In the records below, copy the lines from the one containing "In the photo above, where can the green leaf" through the one containing "point(858, 817)", inclusive, with the request lines included. Shift each answer coordinate by adding 28 to both of its numbers.

==============================

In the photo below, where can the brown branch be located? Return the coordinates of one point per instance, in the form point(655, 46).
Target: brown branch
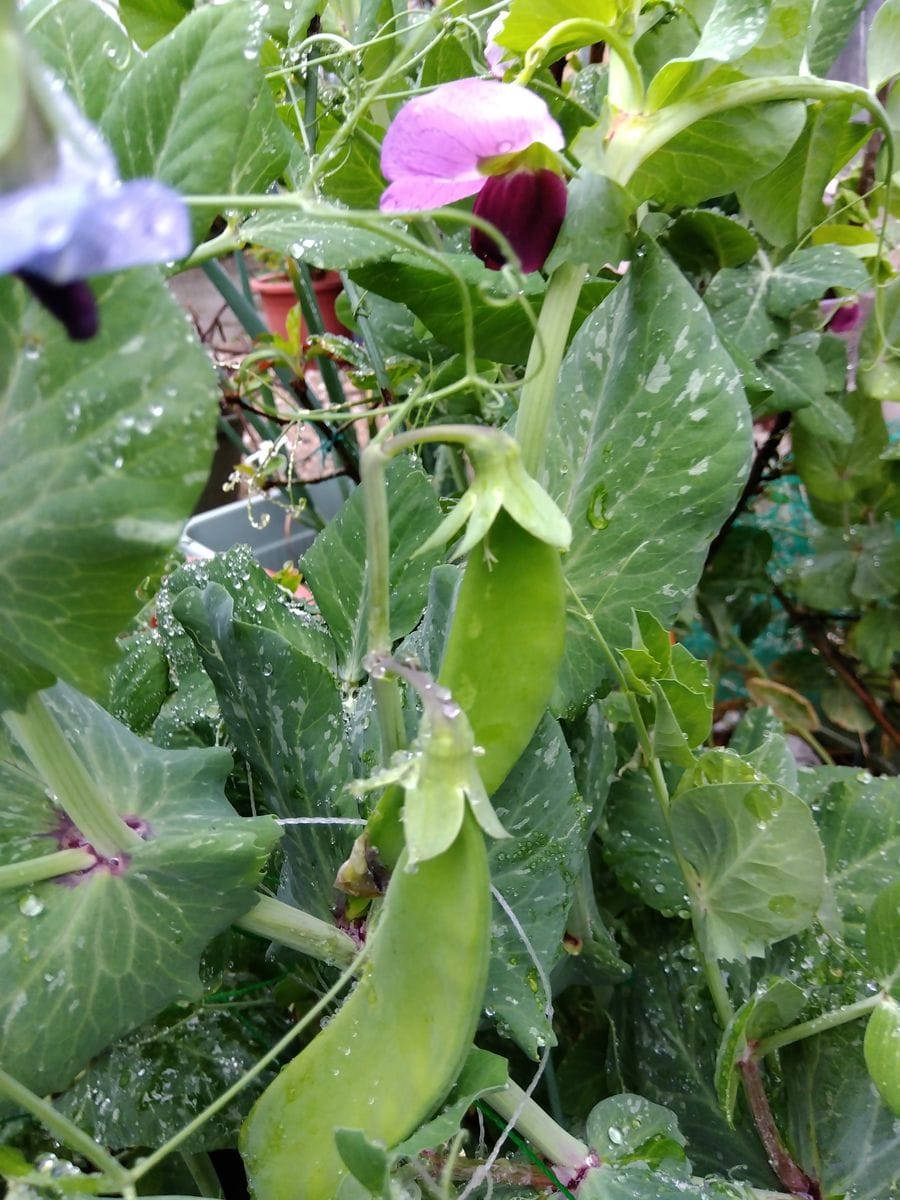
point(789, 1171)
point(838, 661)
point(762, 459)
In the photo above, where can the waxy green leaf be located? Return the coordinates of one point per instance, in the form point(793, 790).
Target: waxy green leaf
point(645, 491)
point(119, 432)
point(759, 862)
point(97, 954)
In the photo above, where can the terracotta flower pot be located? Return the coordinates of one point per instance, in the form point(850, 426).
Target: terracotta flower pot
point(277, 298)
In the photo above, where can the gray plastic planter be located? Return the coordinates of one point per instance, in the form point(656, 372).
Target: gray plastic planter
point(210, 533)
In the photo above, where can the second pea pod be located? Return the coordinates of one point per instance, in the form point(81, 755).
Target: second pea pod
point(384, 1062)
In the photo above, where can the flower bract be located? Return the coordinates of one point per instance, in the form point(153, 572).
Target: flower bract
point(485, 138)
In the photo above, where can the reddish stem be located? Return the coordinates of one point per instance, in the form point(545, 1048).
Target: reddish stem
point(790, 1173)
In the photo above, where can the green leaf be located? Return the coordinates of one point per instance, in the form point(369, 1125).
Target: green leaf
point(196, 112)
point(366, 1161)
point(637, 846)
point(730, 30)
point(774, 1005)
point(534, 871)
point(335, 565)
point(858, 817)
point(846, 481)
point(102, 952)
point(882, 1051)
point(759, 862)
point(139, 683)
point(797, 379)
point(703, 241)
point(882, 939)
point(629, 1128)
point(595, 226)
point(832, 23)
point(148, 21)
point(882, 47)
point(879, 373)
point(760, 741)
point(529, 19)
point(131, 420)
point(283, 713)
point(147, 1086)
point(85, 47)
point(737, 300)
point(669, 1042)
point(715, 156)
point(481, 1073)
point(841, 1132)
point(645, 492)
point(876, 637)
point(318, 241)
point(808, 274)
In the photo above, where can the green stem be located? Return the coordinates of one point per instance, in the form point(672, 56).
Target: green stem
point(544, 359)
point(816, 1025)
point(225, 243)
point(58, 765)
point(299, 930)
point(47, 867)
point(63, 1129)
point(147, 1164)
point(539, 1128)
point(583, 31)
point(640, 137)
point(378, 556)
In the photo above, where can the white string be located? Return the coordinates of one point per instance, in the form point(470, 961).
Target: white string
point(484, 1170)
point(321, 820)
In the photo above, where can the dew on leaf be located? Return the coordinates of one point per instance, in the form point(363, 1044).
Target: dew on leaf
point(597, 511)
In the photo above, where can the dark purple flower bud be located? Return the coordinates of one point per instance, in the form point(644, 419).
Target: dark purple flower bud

==============================

ANSWER TO THE EXERCISE:
In the photo above, where can the green leaf be located? Return the coordinates of one point per instance, in the form point(369, 1125).
Target: green leaf
point(224, 140)
point(394, 1189)
point(665, 874)
point(758, 58)
point(802, 1033)
point(562, 899)
point(363, 593)
point(886, 845)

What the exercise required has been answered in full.